◆ WORK TO BE COMPLETED ◆
I would like the records restated word for word, without the pictures.

Records from a data source:
☆ ☆ ☆ ☆
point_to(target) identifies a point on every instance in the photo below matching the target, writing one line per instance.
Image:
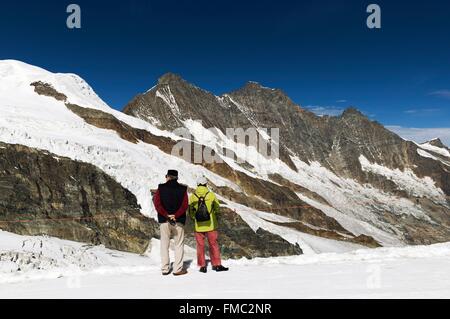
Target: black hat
(172, 173)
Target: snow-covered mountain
(340, 183)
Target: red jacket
(170, 197)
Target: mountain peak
(436, 142)
(352, 111)
(169, 78)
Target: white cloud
(325, 110)
(421, 135)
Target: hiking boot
(220, 268)
(180, 273)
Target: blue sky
(319, 52)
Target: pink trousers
(214, 251)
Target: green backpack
(202, 214)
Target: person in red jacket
(171, 202)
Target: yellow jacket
(212, 203)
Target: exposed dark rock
(43, 194)
(335, 142)
(238, 240)
(46, 89)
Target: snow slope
(94, 272)
(353, 205)
(44, 123)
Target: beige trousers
(167, 231)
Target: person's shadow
(186, 264)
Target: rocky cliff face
(43, 194)
(330, 154)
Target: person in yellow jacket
(206, 228)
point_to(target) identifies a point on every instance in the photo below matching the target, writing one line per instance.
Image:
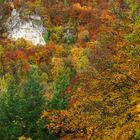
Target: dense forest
(84, 83)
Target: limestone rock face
(30, 29)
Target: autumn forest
(81, 81)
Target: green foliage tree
(58, 100)
(21, 109)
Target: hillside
(69, 70)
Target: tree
(21, 110)
(58, 100)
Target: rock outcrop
(30, 29)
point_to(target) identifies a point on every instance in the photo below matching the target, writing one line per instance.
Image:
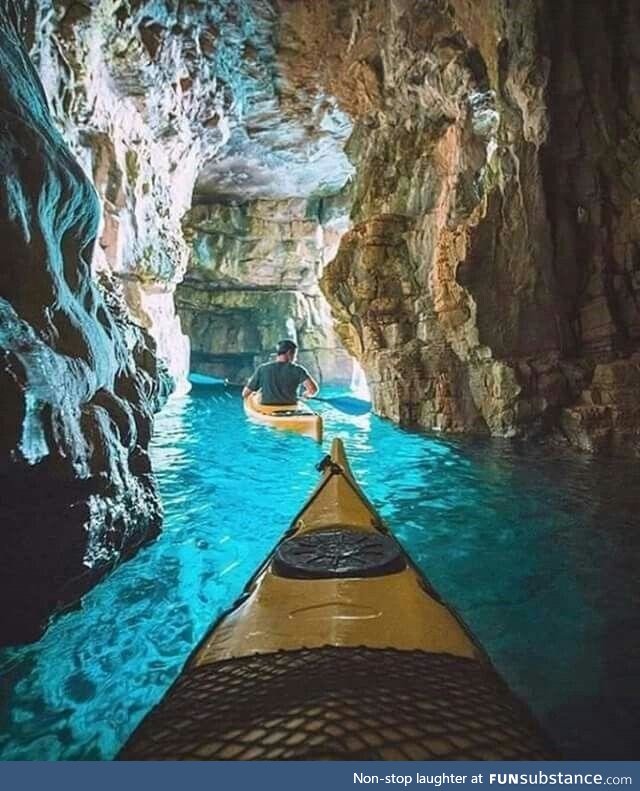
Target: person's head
☆ ☆ ☆ ☆
◆ WRITTEN ANSWER ◆
point_to(target) identifies a point on every instance in the photo below matching the target, writing one line per instance.
Image:
Target: black hat
(172, 173)
Target: snow-covered mountain
(340, 183)
Target: red jacket
(170, 197)
Target: mountain peak
(436, 142)
(352, 111)
(169, 78)
Target: white cloud
(325, 110)
(421, 135)
Target: hiking boot
(220, 268)
(180, 273)
Target: blue sky
(319, 52)
Target: pink trousers
(214, 251)
Target: green backpack
(202, 214)
Target: person in red jacket
(171, 202)
Target: yellow jacket
(212, 203)
Target: exposed dark rock
(43, 194)
(335, 142)
(238, 240)
(46, 89)
Target: snow slope
(94, 272)
(353, 205)
(44, 123)
Target: beige trousers
(167, 231)
Target: person's shadow
(186, 264)
Target: rocky cliff face
(43, 194)
(330, 154)
Target: person in yellow jacket
(206, 228)
point_to(target) identifies a point on every instance in the photo below matching the target, writing one line per instance.
Image:
Target: dense forest
(84, 83)
Target: limestone rock face
(30, 29)
Target: autumn forest
(81, 81)
Target: green foliage tree
(58, 100)
(21, 109)
Target: hillside
(69, 70)
Target: tree
(21, 110)
(58, 100)
Target: rock outcrop
(30, 29)
point_to(target) identifies a point on every instance in the photo below matching the target, writing one line per instance.
Image:
Target: person's head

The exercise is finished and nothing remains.